--- START OF TASK INPUTS ---

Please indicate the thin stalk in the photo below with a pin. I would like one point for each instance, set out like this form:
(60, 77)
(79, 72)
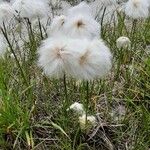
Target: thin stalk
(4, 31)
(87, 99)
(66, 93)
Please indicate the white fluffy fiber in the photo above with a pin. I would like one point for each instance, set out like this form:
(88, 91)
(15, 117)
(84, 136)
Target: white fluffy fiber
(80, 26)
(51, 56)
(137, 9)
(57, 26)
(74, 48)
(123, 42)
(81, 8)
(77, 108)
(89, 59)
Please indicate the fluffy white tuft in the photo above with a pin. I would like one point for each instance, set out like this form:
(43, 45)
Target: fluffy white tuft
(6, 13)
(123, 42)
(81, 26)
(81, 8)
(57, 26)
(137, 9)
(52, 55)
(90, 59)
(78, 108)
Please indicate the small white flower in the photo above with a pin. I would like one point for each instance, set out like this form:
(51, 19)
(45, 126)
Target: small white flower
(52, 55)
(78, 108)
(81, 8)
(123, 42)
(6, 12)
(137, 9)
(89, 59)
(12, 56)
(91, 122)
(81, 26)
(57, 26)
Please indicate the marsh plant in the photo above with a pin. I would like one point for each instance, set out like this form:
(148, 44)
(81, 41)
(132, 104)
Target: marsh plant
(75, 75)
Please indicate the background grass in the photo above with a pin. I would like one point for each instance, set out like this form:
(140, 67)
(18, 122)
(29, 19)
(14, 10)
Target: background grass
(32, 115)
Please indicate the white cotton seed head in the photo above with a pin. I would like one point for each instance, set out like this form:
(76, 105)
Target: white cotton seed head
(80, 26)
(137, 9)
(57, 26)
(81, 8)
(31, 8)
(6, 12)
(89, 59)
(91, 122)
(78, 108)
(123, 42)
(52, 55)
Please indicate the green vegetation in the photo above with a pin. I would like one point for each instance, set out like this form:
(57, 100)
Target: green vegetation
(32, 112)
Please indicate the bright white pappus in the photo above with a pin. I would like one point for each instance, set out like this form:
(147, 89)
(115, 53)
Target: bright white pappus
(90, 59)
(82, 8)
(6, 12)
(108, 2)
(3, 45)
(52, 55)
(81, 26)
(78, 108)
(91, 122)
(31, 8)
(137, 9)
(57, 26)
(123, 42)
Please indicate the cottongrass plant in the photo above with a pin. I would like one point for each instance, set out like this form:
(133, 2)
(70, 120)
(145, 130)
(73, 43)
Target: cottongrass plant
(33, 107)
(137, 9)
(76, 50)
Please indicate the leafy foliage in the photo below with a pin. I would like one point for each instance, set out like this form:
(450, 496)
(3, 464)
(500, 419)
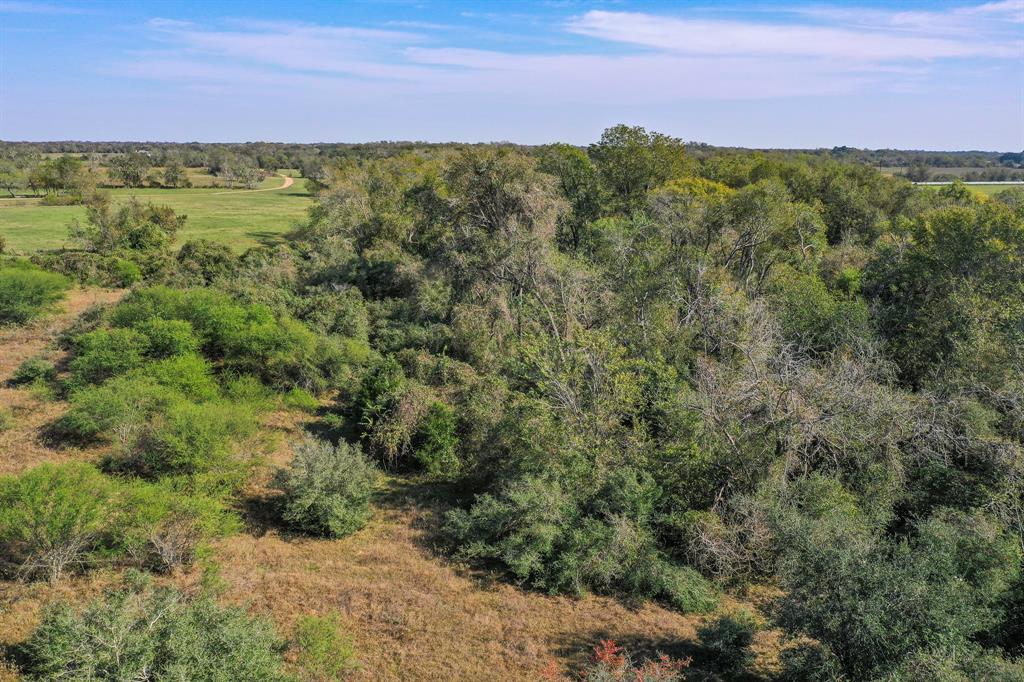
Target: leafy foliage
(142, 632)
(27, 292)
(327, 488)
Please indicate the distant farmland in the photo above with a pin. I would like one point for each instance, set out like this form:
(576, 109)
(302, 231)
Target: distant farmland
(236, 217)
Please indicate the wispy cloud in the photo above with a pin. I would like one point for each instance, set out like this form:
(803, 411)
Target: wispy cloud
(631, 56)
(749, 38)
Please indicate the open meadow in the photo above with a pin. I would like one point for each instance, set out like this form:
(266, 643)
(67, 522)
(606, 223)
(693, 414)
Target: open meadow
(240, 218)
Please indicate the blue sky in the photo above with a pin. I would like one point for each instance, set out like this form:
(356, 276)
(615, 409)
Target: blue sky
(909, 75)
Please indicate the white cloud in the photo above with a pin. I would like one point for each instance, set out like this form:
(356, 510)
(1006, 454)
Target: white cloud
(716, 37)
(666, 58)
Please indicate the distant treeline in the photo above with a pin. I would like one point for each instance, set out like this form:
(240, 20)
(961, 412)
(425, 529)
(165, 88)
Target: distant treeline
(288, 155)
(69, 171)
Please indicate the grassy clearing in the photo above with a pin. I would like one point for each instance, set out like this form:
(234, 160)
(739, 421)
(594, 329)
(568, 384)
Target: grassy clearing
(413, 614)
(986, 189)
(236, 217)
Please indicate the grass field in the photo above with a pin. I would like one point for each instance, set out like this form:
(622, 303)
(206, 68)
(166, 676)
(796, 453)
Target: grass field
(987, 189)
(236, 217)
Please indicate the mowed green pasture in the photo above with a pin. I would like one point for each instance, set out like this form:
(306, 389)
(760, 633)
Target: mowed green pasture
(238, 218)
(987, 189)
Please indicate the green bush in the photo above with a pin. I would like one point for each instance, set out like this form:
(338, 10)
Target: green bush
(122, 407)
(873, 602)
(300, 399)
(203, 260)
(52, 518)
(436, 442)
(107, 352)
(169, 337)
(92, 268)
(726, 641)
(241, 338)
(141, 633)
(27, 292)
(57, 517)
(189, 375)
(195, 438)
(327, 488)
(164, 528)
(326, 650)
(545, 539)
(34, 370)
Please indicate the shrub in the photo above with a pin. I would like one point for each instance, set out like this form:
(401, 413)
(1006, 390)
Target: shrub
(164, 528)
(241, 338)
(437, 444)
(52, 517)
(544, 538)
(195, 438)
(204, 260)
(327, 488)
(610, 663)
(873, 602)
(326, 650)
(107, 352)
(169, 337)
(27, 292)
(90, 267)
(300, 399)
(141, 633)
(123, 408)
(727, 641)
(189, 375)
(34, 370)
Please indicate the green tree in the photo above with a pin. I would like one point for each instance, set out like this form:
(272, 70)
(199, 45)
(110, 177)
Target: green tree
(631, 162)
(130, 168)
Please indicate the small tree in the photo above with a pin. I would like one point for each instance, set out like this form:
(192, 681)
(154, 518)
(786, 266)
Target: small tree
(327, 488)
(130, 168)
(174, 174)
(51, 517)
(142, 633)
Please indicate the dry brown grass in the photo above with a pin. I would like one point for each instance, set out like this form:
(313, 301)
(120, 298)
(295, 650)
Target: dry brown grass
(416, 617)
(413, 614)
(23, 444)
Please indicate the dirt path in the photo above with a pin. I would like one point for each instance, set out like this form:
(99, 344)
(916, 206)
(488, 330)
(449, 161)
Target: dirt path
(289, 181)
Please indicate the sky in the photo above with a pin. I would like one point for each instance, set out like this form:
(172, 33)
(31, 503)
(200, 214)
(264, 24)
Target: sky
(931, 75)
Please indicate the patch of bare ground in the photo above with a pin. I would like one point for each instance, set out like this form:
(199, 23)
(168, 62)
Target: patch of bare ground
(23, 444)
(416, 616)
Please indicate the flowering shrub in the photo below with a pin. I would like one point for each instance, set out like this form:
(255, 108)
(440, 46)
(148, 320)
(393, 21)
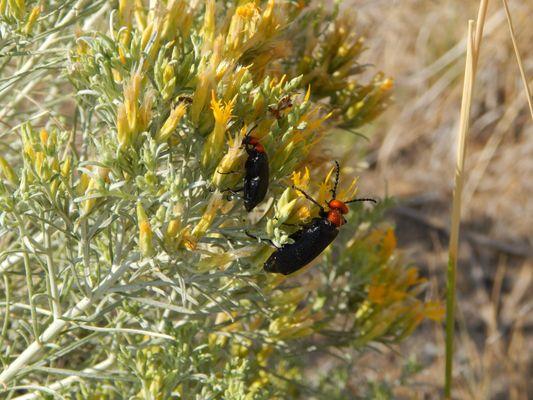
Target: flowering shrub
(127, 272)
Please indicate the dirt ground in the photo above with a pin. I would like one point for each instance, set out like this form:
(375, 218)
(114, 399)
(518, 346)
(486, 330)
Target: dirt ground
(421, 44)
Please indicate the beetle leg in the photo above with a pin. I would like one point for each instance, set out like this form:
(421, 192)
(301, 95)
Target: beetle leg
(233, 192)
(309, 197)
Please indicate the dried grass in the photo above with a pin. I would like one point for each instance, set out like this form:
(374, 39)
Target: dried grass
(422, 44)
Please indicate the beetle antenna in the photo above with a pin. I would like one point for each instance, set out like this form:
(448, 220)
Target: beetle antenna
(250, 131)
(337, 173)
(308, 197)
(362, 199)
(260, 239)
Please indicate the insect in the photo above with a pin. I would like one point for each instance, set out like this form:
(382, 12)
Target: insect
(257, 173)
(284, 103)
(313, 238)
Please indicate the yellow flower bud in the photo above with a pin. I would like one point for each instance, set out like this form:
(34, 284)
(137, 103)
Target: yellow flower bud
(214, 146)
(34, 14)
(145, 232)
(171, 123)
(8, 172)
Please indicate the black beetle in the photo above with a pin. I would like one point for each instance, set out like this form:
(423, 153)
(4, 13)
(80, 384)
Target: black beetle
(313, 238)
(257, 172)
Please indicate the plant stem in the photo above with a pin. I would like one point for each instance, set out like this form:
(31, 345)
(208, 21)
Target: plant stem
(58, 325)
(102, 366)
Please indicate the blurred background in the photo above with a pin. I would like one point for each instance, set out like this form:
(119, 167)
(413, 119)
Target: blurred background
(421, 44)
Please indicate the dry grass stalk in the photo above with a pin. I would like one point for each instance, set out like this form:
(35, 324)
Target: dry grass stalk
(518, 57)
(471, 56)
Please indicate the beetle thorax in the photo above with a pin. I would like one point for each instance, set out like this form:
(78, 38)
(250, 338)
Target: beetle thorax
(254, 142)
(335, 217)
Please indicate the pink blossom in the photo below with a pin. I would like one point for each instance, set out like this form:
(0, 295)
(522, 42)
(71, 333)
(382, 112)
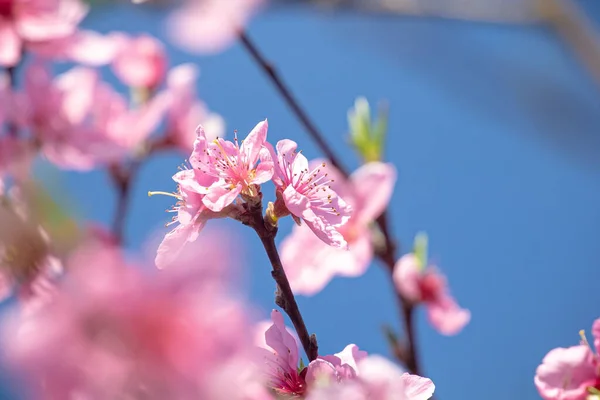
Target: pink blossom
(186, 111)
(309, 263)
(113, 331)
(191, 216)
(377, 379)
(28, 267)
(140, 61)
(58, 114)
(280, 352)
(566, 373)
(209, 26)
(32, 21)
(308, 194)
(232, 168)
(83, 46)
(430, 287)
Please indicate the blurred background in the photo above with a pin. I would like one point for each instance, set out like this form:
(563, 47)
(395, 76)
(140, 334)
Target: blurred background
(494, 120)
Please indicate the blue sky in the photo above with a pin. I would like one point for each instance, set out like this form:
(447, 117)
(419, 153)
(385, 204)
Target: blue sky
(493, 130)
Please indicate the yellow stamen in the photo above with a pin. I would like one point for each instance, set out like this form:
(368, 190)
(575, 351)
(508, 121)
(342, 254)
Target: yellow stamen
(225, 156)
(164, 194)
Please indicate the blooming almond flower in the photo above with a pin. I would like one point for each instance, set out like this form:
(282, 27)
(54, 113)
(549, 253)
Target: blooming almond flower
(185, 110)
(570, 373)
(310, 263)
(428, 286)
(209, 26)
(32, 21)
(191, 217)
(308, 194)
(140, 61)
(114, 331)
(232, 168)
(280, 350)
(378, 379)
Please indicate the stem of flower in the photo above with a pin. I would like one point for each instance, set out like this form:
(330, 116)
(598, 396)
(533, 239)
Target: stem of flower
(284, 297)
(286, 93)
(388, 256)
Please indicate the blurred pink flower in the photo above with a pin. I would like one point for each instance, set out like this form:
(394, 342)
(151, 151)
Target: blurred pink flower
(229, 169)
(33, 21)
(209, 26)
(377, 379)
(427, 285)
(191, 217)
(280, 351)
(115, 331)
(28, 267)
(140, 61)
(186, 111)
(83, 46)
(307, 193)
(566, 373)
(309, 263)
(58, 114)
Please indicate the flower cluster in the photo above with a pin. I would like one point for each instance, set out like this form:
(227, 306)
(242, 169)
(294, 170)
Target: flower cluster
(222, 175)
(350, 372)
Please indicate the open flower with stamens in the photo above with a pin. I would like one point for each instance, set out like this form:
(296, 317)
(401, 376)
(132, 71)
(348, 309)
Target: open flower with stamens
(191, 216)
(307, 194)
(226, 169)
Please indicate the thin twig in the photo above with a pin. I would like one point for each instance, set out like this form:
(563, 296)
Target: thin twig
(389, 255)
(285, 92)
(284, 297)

--- END OF TASK INPUTS ---

__PROBLEM TO WORK ON__. Turn the lines starting at the one containing "Please indicate the thin twig" and ending at the last line of the items into a numbered list, leaving out any blank lines.

__TASK OUTPUT__.
1. Please indicate the thin twig in the photo above with a pin. I would like one point for each instance, set out like this form:
2. (563, 296)
3. Target: thin twig
4. (389, 255)
5. (285, 92)
6. (284, 297)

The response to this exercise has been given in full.